==== Source material ====
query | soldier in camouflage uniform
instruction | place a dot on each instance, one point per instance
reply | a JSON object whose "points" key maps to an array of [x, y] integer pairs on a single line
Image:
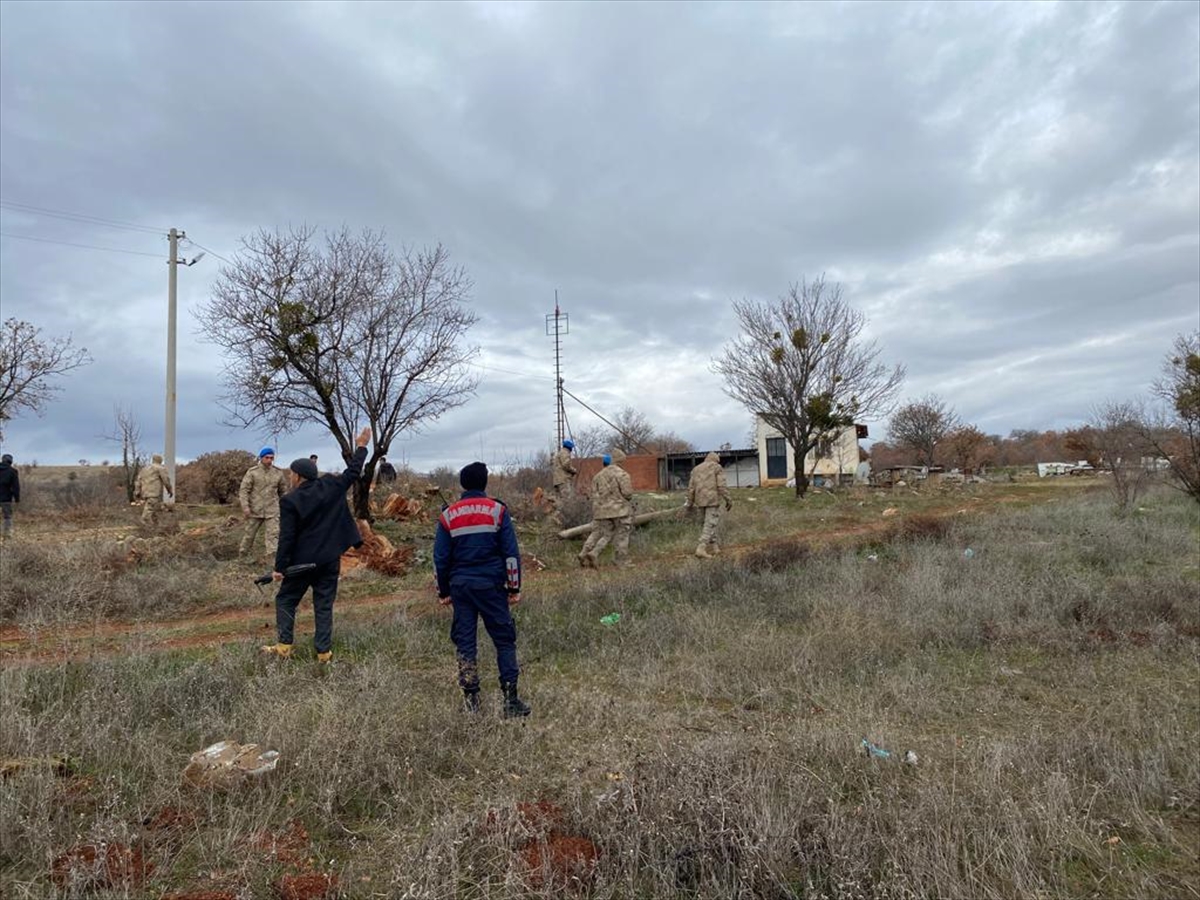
====
==== Source material ====
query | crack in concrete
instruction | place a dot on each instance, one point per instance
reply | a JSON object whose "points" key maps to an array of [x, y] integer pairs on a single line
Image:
====
• **What is expected**
When "query" shows up in a line of the material, report that line.

• **Solution for this task**
query | soldier in camouflage uniform
query | crack in concrete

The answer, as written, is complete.